== Passage provided

Herend China: A Guide to Porcelain Prices, Patterns & History

Detail of Extensive assembled Herend "Indian Basket" and "Apponyi" pattern porcelain part dinner, tea and coffee service, 20th century (detail). Sold for £6,000 via Lyon & Turnbull (March 2019).

Herend porcelain, a company whose name has become the pride of the Hungarian porcelain industry, has dazzled decorative art aficionados with wares for nearly two centuries. Over these years, Herend china developed a remarkable array of dynamic porcelain dinnerware patterns alongside smaller decorative vessels and objects to draw a vast clientele ranging from the illustrious ranks of England’s Queen Victoria to those of more modest means that enjoy the brand’s delicately designed figurines. This attentiveness to their clientele, combined with their commitment to exquisite craftsmanship, has made collecting Herend china and Hungarian porcelain all the more enticing.

Herend Porcelain History

Herend was established in the mid 1820s in its namesake town in western Hungary, but did not focus on porcelain production until the following decade, when the company fell under the leadership of director Mór Fischer de Farkasházy. Thanks to Fischer’s high standards for execution and innovation, only a matter of years later Herend china had become a staple among the large aristocratic circles of Hungary and beyond. A featured participant in international exhibitions like the Vienna Exhibition (1845), London’s Great Exhibition (1851), and even New York’s Exhibition of the Industry of All Nations (1853), Herend’s Hungarian porcelain was soon called upon by European nobility to conjure unique, exceptional designs.


Herend dinner service with floral pattern

Herend “Queen Victoria” dinner service. Sold for €3,600 via Aste Bolaffi (April 2019).

The subsequent decades were some of Herend’s most successful, in part thanks to Austrian Emperor Francis Joseph I bestowing upon Fischer the prestigious title of Purveyor to the Royal Court in 1865. Though Herend teetered on hard times and verged on the brink of bankruptcy toward the end of the century, Mór’s grandson, Eugen, was able to resurrect the brand and ensure its survival. One of the means by which Eugen was able to do this was to recommit to an exceptional quality standard while also embracing novel designs, a combination that continues to drive Herend porcelain today.

====
== Data lines

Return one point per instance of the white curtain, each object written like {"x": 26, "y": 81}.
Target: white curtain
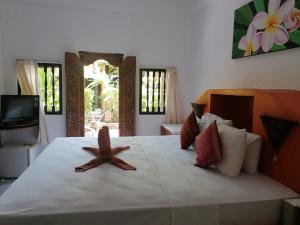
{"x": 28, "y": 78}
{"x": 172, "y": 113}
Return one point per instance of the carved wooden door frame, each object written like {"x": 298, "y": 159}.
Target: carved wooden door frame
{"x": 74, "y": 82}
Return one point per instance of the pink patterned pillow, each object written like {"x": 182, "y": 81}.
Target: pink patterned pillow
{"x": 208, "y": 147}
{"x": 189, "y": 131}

====
== Data lines

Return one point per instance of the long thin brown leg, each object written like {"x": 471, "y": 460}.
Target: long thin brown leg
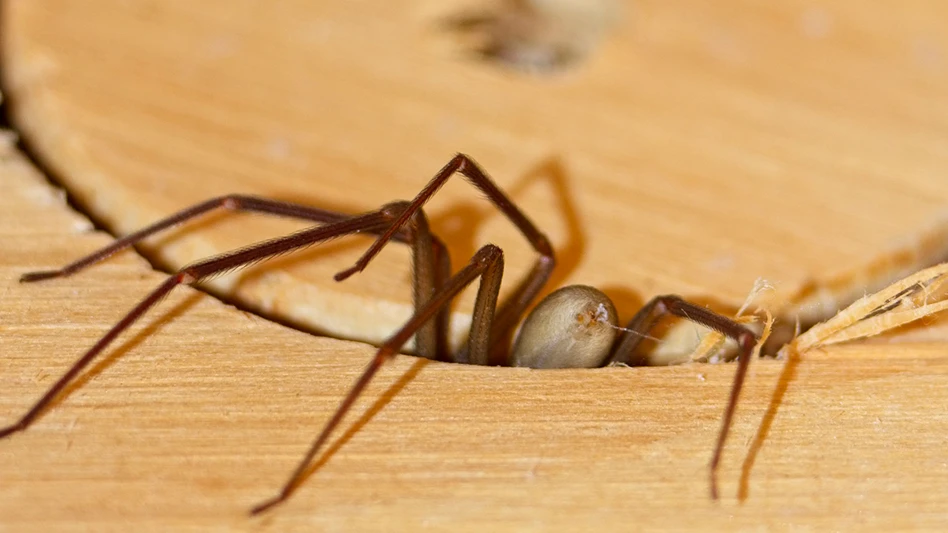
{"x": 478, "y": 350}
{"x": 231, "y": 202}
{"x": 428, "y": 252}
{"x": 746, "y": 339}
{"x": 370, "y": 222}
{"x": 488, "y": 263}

====

### To be done
• 1. Retype the section of the Herend porcelain guide above from "Herend Porcelain History" to "unique, exceptional designs.".
• 2. Find each line in the entries above that includes the string "like" and copy those lines out in full. Matching is case-sensitive.

### Outputs
• 1.
Herend Porcelain History

Herend was established in the mid 1820s in its namesake town in western Hungary, but did not focus on porcelain production until the following decade, when the company fell under the leadership of director Mór Fischer de Farkasházy. Thanks to Fischer’s high standards for execution and innovation, only a matter of years later Herend china had become a staple among the large aristocratic circles of Hungary and beyond. A featured participant in international exhibitions like the Vienna Exhibition (1845), London’s Great Exhibition (1851), and even New York’s Exhibition of the Industry of All Nations (1853), Herend’s Hungarian porcelain was soon called upon by European nobility to conjure unique, exceptional designs.

• 2.
Return one point per instance of the white curtain, each object written like {"x": 26, "y": 81}.
Return one point per instance of the carved wooden door frame, each object written like {"x": 298, "y": 159}.
Return one point per instance of the pink patterned pillow, each object written like {"x": 182, "y": 81}.
Return one point per instance of the long thin brown leg, each object written like {"x": 471, "y": 460}.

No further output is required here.